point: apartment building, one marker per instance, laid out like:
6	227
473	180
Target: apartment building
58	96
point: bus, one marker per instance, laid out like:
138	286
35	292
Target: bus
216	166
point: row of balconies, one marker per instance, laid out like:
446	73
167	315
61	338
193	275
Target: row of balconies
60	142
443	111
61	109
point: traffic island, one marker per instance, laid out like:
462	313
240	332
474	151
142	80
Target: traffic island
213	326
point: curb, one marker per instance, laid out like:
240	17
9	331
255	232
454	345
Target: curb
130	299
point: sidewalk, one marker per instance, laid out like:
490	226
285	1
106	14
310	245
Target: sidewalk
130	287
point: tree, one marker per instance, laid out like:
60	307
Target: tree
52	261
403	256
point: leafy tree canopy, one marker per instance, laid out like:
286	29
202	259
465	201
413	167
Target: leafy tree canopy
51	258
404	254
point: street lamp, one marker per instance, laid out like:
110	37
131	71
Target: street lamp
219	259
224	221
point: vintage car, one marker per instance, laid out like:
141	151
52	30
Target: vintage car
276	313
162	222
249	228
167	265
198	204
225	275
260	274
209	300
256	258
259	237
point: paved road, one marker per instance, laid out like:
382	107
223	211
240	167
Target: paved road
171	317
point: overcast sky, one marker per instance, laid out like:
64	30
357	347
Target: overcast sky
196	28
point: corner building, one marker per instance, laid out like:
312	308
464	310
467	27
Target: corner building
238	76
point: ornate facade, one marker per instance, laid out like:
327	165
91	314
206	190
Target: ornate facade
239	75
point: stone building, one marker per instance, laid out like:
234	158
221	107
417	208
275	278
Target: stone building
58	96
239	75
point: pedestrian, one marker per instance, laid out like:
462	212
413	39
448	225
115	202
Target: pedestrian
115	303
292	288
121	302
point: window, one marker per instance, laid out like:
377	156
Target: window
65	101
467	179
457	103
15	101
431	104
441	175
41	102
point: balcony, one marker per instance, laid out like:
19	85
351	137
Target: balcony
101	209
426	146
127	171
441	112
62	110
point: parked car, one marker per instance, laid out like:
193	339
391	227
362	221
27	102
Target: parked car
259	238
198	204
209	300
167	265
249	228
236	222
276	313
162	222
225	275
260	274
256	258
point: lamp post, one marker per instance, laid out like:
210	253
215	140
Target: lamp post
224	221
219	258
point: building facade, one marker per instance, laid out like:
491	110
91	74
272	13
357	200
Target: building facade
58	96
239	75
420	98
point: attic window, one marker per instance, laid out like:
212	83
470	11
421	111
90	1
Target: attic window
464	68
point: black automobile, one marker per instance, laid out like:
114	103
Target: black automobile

★ ★ ★ ★ ★ ★ ★

▶ [Exercise description]: Starting at the line that contains "point: attic window, one" and ending at the final line of the rows, write those lines out again with "attic window" switched to "dormer window" and nothing else altered.

▶ [Task solution]:
point: dormer window, one marker per instance, laid out like:
212	83
470	11
421	111
90	1
Target: dormer window
464	68
point: black automobile, one marker per instance, laid out like:
114	103
Target: black automobile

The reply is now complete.